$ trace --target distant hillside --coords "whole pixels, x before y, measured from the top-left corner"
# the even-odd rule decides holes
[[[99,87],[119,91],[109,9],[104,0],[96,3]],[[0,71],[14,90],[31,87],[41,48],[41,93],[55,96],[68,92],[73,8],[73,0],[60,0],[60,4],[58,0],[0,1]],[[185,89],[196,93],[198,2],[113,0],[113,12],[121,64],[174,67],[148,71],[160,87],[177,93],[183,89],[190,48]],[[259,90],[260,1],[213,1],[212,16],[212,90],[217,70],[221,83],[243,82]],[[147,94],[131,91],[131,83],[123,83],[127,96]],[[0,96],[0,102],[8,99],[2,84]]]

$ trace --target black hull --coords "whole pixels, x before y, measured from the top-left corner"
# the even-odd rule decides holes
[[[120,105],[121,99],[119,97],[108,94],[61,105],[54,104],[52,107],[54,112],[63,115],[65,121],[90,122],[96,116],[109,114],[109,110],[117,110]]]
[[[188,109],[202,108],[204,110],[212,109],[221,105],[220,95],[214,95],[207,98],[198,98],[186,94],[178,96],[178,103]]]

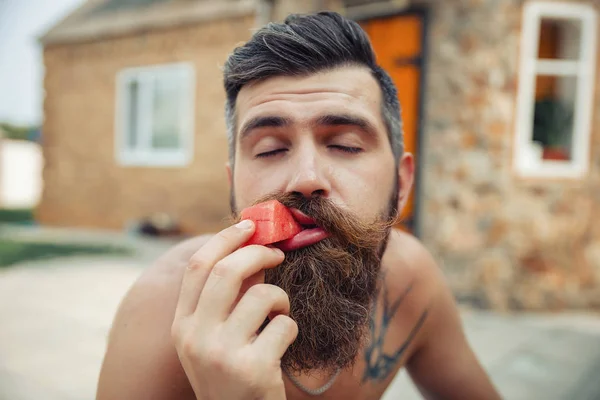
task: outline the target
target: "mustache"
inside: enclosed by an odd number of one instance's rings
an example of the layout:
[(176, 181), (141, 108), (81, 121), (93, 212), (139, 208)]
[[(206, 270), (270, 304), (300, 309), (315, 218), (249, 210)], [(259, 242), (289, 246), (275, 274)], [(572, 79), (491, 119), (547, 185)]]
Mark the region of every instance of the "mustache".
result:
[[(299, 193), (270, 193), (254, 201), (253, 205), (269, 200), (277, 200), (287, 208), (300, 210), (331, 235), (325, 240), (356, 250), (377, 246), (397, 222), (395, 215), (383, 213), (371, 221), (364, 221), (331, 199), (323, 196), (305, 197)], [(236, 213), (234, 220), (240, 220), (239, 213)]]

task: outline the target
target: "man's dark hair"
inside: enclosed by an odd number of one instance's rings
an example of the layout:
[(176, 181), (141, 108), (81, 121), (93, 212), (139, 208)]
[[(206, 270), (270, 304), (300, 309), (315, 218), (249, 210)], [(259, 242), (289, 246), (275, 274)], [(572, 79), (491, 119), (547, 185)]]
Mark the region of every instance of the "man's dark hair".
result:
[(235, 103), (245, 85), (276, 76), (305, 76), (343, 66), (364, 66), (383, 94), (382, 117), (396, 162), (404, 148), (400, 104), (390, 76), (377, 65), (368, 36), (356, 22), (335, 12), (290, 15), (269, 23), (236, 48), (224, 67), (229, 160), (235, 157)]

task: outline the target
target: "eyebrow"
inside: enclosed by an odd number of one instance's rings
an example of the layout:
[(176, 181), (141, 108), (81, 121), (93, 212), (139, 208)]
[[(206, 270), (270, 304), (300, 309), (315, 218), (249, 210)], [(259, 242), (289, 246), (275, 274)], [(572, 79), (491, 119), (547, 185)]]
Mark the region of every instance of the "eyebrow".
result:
----
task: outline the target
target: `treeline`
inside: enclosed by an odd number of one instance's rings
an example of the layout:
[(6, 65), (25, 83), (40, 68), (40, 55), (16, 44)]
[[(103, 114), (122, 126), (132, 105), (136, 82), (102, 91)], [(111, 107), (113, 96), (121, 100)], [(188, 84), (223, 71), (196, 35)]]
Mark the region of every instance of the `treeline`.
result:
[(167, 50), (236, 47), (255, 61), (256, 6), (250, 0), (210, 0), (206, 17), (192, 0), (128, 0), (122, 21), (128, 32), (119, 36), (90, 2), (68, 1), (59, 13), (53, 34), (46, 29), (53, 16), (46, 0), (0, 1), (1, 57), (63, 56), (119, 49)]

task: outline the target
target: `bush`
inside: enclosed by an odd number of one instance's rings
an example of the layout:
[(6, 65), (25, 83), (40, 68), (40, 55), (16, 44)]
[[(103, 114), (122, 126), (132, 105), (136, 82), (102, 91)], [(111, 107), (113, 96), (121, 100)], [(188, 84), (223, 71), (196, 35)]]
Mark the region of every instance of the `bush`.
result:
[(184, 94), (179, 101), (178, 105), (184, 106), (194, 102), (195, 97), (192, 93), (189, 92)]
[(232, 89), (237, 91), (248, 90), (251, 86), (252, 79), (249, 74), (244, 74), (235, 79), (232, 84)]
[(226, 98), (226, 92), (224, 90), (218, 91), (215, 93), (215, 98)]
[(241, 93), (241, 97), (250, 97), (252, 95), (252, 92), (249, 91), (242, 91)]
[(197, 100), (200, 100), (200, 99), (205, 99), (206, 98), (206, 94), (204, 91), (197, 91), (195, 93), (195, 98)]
----
Pick out each line of the entries above that contains the word "from", and copy those lines in full.

> _SOLUTION_:
$ trace --target distant hillside --coords "whole pixels, x before y, measured from the top-left corner"
$ trace --target black hull --coords "whole pixels, x before y, measured from the top-left corner"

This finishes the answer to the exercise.